__Tarea por realizar__
Enumere todas las personas que se mencionan por su nombre en el texto sobre el obispo que vino de México.

__Fragmento del documento__
Perspectivas

El obispo que vino de México

18/06/2022

Estatua de fray Juan Ramos de Lora. Universidad de Los Andes, Patio del Rectorado, Mérida. Fotografía de Prensa ULA.

Muchas veces me pregunté por qué, siendo un perfecto desconocido, el rey Carlos III se decantó por fray Juan Ramos de Lora para que fuera el primer obispo de la recién creada Diócesis de Mérida de Maracaibo, habiendo tantos ilustres en la lista. La respuesta me la dio hace poco Ricardo Contreras, miembro de la Academia de Mérida, quien publicó en 2015 una pequeña biografía de nuestro fraile. Me contó Contreras que quien recomendó al futuro obispo ante el rey Borbón fue don José Bernardo de Gálvez y Gallardo, primer marqués de Sonora. Gálvez había sido nombrado visitador de la Nueva España en 1765. Conoció a Ramos de Lora cuando éste dirigía la Misión de Todos los Santos en Baja California. Al parecer Gálvez enfermó y debió permanecer en la Misión más de lo previsto, entonces pudo constatar personalmente sus capacidades. De esta imprevista temporada nació una amistad que tendría, quién lo diría, consecuencias para la historia de la cultura en Venezuela.

__Entradas__
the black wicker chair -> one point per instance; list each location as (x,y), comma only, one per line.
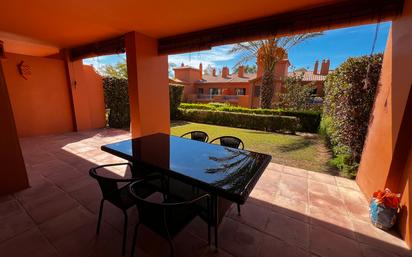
(229,141)
(233,142)
(169,217)
(118,196)
(197,135)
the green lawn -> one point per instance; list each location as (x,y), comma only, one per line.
(305,151)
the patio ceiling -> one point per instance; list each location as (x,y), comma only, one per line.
(48,25)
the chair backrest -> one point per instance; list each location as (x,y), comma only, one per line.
(161,216)
(197,135)
(108,186)
(230,141)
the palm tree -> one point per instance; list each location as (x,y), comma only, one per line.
(268,52)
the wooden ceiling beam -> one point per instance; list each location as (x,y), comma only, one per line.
(339,14)
(105,47)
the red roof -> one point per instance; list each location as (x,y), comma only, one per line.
(308,76)
(232,78)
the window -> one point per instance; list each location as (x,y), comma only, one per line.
(257,91)
(214,91)
(240,91)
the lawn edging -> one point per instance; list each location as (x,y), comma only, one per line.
(309,121)
(275,123)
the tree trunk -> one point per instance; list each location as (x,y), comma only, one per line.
(267,90)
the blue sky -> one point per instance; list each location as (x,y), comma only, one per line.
(336,45)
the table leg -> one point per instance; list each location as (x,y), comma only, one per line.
(215,210)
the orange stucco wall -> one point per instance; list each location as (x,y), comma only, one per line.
(230,87)
(380,165)
(88,96)
(148,86)
(42,103)
(13,171)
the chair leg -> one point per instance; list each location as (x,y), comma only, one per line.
(100,216)
(172,247)
(124,233)
(134,239)
(208,234)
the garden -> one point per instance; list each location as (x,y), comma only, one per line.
(326,139)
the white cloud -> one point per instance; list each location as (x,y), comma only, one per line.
(214,57)
(209,57)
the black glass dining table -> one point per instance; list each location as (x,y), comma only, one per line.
(224,172)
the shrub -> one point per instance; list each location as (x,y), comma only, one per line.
(117,101)
(347,107)
(308,120)
(242,120)
(297,94)
(175,94)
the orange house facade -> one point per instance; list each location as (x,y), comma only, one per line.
(240,88)
(45,89)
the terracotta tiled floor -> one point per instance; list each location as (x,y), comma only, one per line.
(291,212)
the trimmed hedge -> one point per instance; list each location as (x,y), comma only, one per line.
(308,120)
(347,109)
(116,98)
(175,94)
(242,120)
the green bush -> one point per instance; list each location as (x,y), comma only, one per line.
(117,101)
(308,120)
(242,120)
(175,94)
(347,108)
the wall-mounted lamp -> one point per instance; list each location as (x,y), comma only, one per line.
(2,53)
(24,70)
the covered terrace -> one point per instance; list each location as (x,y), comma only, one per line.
(52,112)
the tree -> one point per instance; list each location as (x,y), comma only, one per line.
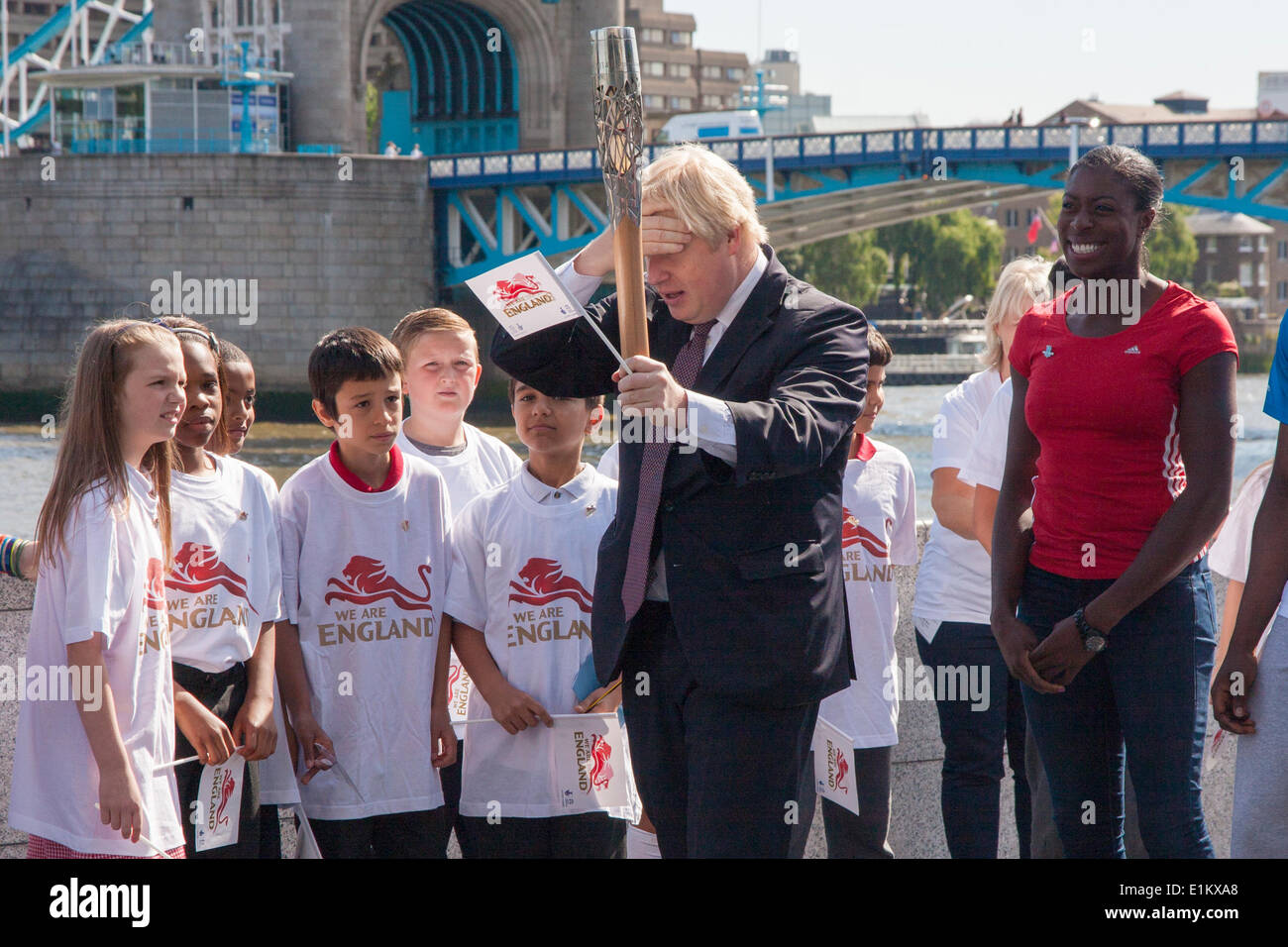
(909,244)
(1172,249)
(373,103)
(850,266)
(948,257)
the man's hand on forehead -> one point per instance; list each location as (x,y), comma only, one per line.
(661,231)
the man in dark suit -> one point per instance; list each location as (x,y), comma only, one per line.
(719,591)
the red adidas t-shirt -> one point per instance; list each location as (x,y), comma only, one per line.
(1106,415)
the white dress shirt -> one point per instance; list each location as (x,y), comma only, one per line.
(708,419)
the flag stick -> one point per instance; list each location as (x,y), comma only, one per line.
(146,840)
(162,767)
(553,716)
(604,694)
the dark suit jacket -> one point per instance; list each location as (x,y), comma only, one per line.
(752,552)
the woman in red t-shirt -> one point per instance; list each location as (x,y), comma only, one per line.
(1124,397)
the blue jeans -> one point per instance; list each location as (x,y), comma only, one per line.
(1146,689)
(974,736)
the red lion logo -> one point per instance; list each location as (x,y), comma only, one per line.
(197,569)
(544,581)
(851,532)
(600,774)
(522,285)
(154,592)
(841,770)
(366,579)
(226,792)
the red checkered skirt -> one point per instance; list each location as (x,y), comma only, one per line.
(39,847)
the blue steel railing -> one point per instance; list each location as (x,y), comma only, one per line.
(1033,142)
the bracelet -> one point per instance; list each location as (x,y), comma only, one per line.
(11,556)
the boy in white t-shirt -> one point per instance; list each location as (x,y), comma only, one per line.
(879,532)
(520,595)
(362,659)
(441,355)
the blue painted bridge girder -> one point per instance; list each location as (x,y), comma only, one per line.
(814,166)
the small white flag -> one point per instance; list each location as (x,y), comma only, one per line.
(305,843)
(459,685)
(524,295)
(219,802)
(592,766)
(833,766)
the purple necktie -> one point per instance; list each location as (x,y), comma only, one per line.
(652,467)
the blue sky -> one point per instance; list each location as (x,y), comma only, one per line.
(960,60)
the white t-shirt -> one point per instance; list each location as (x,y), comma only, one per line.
(953,578)
(364,578)
(608,462)
(227,575)
(108,579)
(524,577)
(987,460)
(1232,551)
(879,532)
(487,462)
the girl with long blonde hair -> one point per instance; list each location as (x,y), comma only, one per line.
(99,710)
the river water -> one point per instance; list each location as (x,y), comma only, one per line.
(27,459)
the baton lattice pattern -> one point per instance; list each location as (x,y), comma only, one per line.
(619,128)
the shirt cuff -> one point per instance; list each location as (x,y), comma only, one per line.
(579,285)
(711,423)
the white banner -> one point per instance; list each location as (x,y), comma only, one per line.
(524,295)
(219,802)
(592,766)
(833,766)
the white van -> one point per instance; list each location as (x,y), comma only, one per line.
(698,127)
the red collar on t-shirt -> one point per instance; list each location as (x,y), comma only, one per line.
(357,482)
(864,450)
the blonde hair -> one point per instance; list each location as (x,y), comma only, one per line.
(1021,285)
(90,446)
(704,191)
(423,321)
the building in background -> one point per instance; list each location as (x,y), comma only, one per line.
(1017,217)
(677,77)
(797,110)
(1233,249)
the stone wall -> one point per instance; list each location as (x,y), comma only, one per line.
(323,252)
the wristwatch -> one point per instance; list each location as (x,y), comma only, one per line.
(1093,639)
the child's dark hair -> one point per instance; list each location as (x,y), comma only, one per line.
(232,355)
(352,354)
(880,351)
(192,333)
(591,402)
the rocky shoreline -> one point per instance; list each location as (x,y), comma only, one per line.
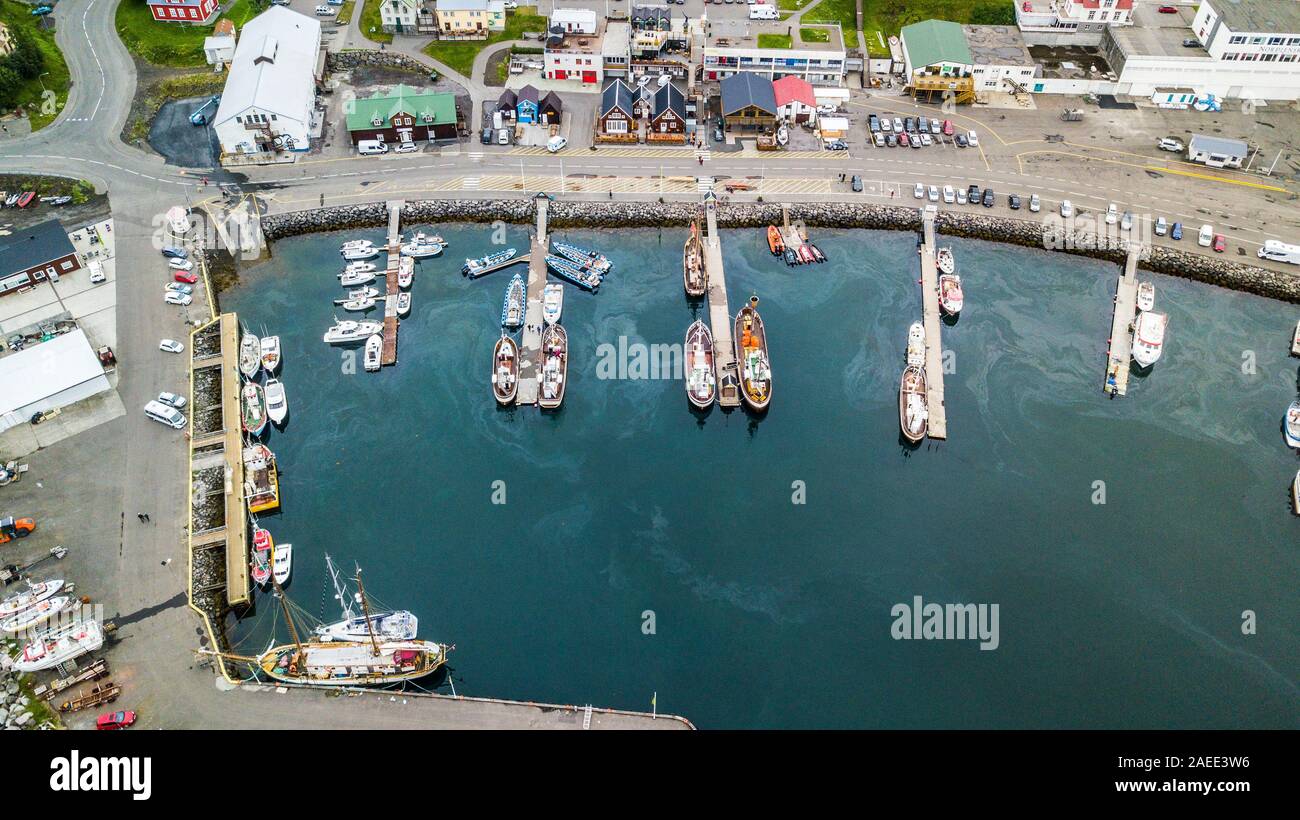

__Ejercicio resuelto__
- Carlos III
- Fray Juan Ramos de Lora
- Ricardo Contreras
- José Bernardo de Gálvez y Gallardo